_Problem to solve_:
Find every line in the rows below that contains the word "sculpture" and copy each one.

Stored rows
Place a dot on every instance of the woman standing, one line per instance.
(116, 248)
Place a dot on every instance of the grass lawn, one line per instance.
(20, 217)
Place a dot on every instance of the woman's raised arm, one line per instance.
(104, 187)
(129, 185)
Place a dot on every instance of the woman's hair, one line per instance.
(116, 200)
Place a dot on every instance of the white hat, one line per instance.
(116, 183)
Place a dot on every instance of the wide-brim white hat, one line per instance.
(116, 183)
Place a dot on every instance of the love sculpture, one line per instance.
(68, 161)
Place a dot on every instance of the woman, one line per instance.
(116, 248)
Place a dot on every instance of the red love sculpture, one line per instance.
...
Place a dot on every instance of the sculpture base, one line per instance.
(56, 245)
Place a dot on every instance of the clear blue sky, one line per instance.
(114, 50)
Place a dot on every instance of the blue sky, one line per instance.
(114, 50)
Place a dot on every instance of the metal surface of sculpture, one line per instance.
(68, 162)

_Correct result_:
Place a dot on every instance of the love sculpture, one line per instance.
Place a dot on every instance of the red love sculpture, one line per instance.
Place a dot on every instance of the sculpture base, one line per instance.
Place a dot on every instance of the metal surface of sculpture, one line per instance.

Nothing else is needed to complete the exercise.